[[ SOURCE DATA open ]]

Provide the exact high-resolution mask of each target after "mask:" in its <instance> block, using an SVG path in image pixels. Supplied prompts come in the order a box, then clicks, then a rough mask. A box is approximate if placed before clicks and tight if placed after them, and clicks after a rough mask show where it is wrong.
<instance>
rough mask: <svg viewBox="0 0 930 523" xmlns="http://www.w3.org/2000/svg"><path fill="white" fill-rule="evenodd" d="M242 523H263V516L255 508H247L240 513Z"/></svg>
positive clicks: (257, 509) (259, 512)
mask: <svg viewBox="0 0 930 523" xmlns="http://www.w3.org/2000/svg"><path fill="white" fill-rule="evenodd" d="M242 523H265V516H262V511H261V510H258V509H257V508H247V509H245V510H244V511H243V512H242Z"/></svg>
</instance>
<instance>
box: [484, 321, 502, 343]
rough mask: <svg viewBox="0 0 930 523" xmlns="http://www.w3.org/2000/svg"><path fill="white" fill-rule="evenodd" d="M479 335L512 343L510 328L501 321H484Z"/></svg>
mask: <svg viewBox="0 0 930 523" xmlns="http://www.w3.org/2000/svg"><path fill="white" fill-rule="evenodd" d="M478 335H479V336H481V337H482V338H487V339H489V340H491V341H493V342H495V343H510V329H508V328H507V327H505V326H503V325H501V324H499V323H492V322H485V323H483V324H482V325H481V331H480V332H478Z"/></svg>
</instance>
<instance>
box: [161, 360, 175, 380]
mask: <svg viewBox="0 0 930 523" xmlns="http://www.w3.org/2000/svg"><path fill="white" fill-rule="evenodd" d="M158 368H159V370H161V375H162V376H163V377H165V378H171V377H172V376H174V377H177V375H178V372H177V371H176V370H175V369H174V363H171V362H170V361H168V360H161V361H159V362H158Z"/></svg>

[[ SOURCE DATA closed ]]

§ **REQUIREMENT**: Take the entries above and transcribe them exactly.

§ **ANSWER TO THIS TASK**:
Provide the exact high-resolution mask of each target after "mask:" in its <instance> block, using an SVG path in image pixels. Supplied prompts come in the order a box, then clicks, then a rough mask. A box is approximate if placed before clicks and tight if placed after them, and clicks after a rough mask show where it is wrong.
<instance>
rough mask: <svg viewBox="0 0 930 523" xmlns="http://www.w3.org/2000/svg"><path fill="white" fill-rule="evenodd" d="M242 523H263V516L255 508H247L240 513Z"/></svg>
positive clicks: (257, 509) (259, 512)
mask: <svg viewBox="0 0 930 523" xmlns="http://www.w3.org/2000/svg"><path fill="white" fill-rule="evenodd" d="M242 523H265V516H262V511H261V510H258V509H257V508H247V509H245V510H244V511H243V512H242Z"/></svg>
</instance>
<instance>
box: [484, 321, 502, 343]
rough mask: <svg viewBox="0 0 930 523" xmlns="http://www.w3.org/2000/svg"><path fill="white" fill-rule="evenodd" d="M479 335L512 343L510 328L501 321H484Z"/></svg>
mask: <svg viewBox="0 0 930 523" xmlns="http://www.w3.org/2000/svg"><path fill="white" fill-rule="evenodd" d="M478 335H479V336H481V337H482V338H487V339H489V340H491V341H493V342H495V343H510V329H508V328H507V327H505V326H503V325H501V324H499V323H492V322H485V323H483V324H482V325H481V331H480V332H478Z"/></svg>
</instance>
<instance>
box: [161, 360, 175, 380]
mask: <svg viewBox="0 0 930 523" xmlns="http://www.w3.org/2000/svg"><path fill="white" fill-rule="evenodd" d="M158 368H159V370H161V375H162V376H163V377H165V378H171V377H172V376H174V377H177V375H178V372H177V371H176V370H175V369H174V363H171V362H170V361H168V360H161V361H159V362H158Z"/></svg>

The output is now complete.